EQUALLY INVESTED ... WHAT THIS MEANS:
We believe we have created a better platform for money management. Our inception as a family office led to the creation of our Equally Invested™ culture: This means that everyone at Pathfinder invests in the same portfolios and funds and pays the same fee as our clients. Also, we (employees), along with our families are the largest investors at Pathfinder so your portfolios are invested right alongside ours.
Financial asset returns left much to be desired this year, both in terms of absolute and risk-adjusted returns. For essentially all types of investors, there were not many options for a positive outcome. Global equities: volatility was high in February, only to be followed by a significant summer rebound but followed by another significant dip in the fourth quarter. Fixed income: volatility was also rampant with interest rates, inflation expectations and credit concerns causing upheaval in bonds, pushing most of the curve into negative returns for the year. The returns in equity and fixed income markets, when adjusted for the volatile price action, leaves a lot to be desired. The reasons for the shift this year are quite broad and encompass economic expectations, central bank actions, extended valuations for essentially all assets and political & geopolitical dysfunction. We will address all of these reasons in our various reviews and outlooks. We highlight a few simple statistics here for your consideration:
1) Last year, of the 96 different equity markets that we track, only 10 were below zero; this year was essentially the mirror opposite. Only investors in India, Russia, New Zealand and select Eastern European countries had positive returns.
2) For fixed income investors, the short-end of the US Yield Curve and the US dollar was a refuge, as was Canadian fixed income but not when inflation and taxes were considered.
3) For most of the major world markets, stock prices ended the year in full correction territory (-10%), with many in an official bear market (-20%). There were few places to hide this year.

# Given data:
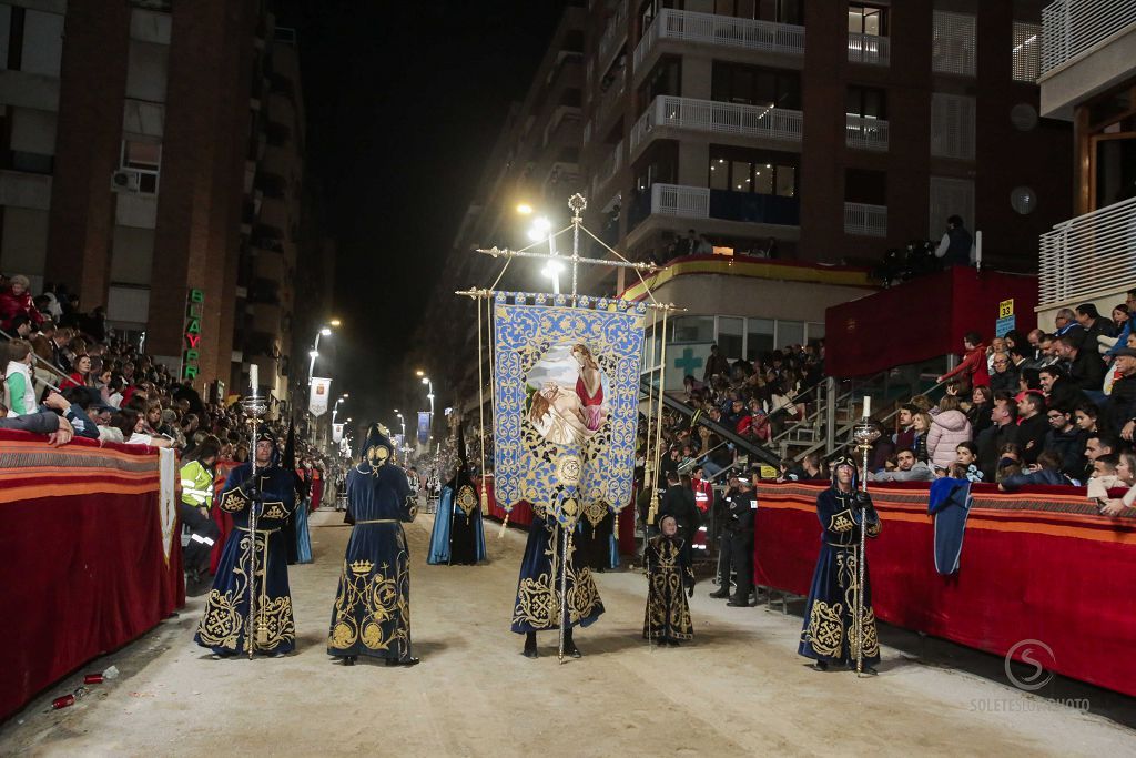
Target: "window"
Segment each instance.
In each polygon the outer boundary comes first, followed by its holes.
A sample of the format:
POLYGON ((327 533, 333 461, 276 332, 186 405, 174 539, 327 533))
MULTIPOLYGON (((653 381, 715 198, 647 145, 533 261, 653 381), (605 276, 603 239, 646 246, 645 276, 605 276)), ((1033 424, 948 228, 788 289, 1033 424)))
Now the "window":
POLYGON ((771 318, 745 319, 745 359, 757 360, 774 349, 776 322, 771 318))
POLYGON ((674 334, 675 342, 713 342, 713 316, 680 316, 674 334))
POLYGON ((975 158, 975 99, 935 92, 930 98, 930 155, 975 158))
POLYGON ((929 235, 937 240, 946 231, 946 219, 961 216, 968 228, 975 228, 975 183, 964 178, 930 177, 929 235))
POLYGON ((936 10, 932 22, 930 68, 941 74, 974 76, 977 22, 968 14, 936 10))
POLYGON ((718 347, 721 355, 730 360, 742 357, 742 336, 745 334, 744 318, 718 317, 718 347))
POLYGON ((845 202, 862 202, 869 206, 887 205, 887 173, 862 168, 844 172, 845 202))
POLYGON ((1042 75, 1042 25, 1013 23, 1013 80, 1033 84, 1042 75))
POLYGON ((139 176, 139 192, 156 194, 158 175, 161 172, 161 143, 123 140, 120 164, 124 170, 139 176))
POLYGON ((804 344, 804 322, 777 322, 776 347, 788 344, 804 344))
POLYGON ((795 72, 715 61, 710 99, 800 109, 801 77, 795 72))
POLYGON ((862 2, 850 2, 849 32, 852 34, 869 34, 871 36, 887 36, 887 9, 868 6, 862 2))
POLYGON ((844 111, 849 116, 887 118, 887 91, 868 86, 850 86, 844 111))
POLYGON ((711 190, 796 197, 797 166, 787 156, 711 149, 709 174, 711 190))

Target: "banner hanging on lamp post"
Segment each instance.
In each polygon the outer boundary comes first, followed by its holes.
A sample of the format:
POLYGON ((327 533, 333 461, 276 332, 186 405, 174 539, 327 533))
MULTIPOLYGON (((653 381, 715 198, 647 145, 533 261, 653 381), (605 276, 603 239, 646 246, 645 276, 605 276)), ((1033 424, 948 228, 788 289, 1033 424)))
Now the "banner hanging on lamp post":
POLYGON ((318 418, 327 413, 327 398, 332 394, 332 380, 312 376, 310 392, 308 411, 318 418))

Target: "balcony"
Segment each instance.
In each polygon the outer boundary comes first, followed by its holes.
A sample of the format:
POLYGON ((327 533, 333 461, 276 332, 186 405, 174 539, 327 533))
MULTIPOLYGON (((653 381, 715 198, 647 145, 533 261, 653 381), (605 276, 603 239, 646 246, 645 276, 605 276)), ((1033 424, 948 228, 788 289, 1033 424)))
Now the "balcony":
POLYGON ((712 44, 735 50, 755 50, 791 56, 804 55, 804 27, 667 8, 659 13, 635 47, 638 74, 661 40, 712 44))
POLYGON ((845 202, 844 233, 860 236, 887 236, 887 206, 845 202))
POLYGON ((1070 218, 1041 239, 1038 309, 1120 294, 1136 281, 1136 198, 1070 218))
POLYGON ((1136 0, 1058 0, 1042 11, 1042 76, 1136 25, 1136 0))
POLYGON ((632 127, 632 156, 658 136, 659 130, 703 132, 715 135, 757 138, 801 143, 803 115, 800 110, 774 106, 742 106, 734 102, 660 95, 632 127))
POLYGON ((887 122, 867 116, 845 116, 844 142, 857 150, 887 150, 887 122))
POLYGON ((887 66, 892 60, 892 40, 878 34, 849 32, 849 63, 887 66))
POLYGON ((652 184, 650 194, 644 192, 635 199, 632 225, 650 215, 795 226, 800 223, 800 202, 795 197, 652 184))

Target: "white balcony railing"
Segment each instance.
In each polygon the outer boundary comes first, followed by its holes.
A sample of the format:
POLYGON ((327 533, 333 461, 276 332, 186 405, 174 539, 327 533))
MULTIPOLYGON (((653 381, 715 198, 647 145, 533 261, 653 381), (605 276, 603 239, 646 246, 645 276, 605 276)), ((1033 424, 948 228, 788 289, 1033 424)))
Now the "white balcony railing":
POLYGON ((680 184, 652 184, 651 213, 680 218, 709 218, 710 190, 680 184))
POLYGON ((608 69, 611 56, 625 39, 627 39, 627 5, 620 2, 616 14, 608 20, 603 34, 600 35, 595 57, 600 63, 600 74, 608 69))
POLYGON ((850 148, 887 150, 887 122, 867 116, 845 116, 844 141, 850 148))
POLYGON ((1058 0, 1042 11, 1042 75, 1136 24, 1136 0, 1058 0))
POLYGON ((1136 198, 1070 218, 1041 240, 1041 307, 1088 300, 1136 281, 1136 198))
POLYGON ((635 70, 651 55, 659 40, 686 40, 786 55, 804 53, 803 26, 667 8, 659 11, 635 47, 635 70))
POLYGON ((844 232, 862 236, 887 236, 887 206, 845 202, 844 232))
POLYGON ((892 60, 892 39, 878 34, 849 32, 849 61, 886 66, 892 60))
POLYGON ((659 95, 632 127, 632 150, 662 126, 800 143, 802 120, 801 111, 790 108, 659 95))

--

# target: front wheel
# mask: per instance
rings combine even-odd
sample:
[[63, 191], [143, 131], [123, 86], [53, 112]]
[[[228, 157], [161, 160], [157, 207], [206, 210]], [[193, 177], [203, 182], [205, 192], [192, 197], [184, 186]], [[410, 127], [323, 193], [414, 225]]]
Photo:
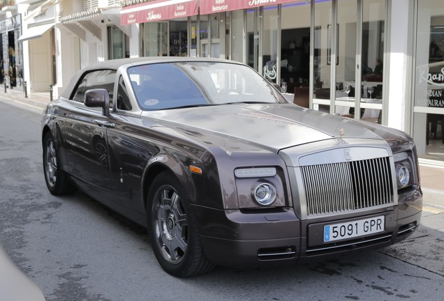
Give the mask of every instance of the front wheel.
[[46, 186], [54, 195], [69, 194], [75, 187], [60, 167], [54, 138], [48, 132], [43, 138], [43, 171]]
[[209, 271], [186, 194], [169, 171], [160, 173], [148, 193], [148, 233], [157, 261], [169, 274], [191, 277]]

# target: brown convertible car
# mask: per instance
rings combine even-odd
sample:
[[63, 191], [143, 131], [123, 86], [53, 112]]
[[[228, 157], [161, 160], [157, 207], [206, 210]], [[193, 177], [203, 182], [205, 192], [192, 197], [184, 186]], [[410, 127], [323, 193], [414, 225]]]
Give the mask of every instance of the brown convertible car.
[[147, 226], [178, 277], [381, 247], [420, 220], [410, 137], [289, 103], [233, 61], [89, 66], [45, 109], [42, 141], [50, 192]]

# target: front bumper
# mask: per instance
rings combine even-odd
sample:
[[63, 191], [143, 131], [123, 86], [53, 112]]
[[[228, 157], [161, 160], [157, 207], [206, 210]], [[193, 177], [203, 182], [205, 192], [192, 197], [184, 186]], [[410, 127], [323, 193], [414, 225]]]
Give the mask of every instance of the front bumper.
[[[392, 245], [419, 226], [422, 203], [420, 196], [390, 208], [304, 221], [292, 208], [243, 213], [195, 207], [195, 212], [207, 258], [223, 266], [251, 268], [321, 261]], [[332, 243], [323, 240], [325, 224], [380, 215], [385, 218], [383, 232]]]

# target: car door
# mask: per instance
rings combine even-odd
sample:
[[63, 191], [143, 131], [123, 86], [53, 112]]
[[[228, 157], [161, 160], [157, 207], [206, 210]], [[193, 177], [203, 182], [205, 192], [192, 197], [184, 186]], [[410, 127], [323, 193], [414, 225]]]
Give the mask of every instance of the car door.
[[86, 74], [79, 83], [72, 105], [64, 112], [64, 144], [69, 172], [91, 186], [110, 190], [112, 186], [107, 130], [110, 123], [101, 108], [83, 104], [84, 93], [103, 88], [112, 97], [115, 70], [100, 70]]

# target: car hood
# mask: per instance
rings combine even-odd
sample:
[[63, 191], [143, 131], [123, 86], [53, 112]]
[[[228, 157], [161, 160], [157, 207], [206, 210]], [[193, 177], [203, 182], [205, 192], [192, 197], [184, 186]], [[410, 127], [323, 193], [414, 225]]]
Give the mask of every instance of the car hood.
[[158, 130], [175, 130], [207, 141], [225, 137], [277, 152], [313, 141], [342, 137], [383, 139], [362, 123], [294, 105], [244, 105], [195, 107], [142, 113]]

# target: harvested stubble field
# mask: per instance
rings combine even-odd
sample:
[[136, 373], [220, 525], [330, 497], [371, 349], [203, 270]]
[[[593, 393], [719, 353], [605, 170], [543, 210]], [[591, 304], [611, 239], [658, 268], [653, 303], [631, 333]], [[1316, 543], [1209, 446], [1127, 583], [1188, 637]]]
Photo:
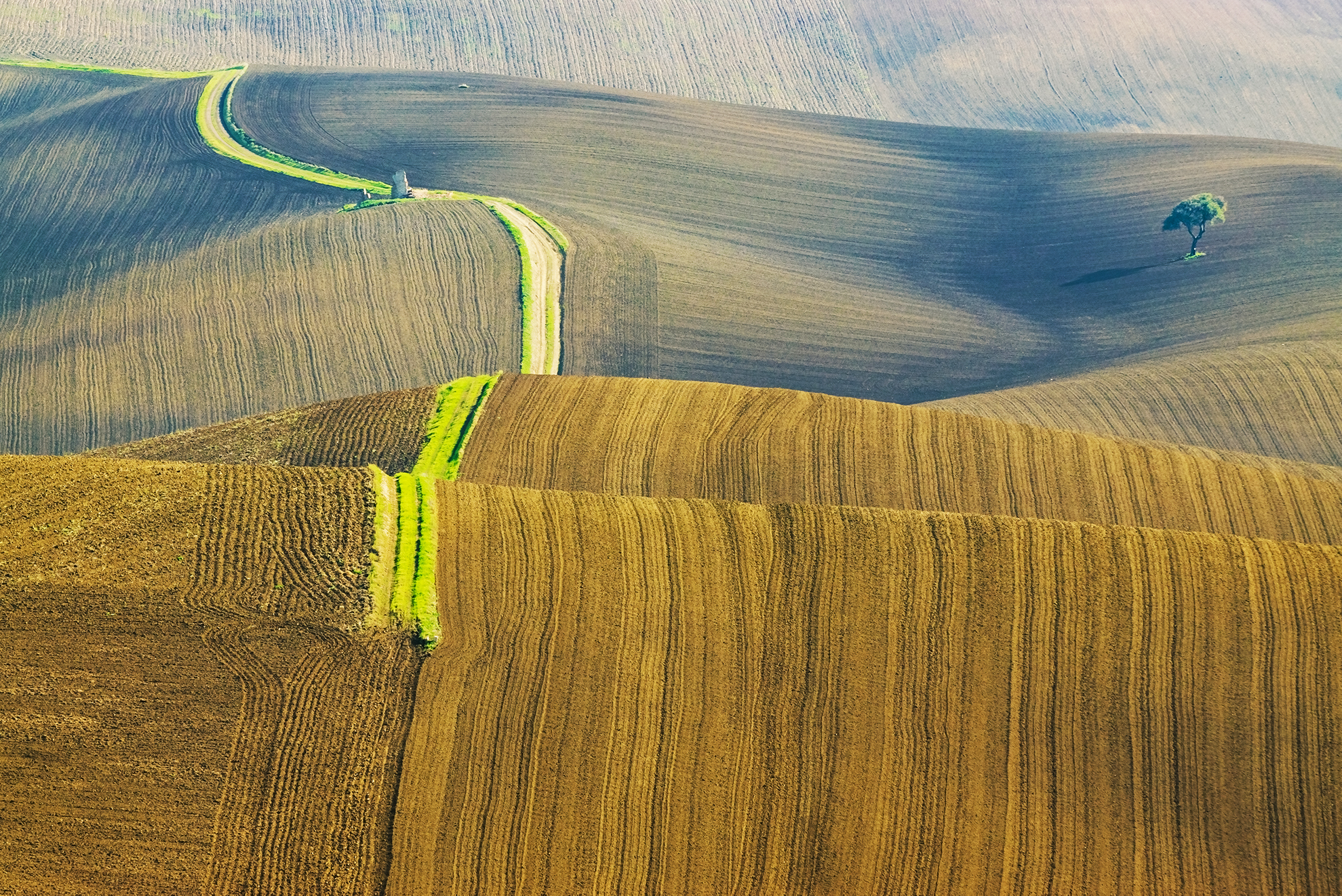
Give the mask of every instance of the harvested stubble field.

--

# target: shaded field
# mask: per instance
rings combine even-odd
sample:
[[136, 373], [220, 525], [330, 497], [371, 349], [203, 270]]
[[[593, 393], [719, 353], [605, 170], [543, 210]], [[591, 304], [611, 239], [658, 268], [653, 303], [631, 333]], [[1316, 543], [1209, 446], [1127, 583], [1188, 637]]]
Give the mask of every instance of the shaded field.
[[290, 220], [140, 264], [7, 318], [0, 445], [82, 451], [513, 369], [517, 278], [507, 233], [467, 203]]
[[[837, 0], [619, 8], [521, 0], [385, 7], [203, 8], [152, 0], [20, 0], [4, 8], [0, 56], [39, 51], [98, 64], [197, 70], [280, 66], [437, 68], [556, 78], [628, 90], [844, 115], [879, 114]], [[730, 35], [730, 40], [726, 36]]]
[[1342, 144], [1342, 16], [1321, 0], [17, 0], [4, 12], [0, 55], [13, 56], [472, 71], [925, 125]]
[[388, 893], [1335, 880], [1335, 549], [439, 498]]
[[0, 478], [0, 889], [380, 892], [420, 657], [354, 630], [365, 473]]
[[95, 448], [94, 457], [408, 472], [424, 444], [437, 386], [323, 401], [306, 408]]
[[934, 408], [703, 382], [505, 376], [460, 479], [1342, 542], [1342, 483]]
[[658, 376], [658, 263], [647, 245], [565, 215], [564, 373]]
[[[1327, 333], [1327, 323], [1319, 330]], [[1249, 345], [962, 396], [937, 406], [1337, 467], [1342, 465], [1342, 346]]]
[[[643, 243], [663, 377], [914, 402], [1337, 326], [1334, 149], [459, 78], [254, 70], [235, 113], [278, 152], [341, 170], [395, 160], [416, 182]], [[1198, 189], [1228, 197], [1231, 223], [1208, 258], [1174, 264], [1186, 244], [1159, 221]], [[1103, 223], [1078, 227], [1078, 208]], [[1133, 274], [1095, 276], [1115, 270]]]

# What you should do:
Continue the investment review from the point where it stops. The listing comes from a separate source and has no connection to the investment review.

# Expected answer:
At Pathfinder, we draw a clear distinction between our Core Portfolio (segregated stocks, bonds and cash) and our Pathfinder Funds (our private specialty pooled funds). The investment profiles of these two “baskets” are quite different. The North American Equity Portfolio is managed to produce broad, equity-like market returns but with less risk. The Pathfinder Funds have specialty mandates and are very different vs. a traditional long-only blue-chip portfolio. Our investment thesis is that the combination of these two baskets should produce results that are better than broad equity markets for any given risk level when combined in various mixes, based on client objectives. Blending between these two baskets and fixed income, where appropriate, allows your portfolio manager to target essentially any return and risk level that is appropriate to your situation and financial goals.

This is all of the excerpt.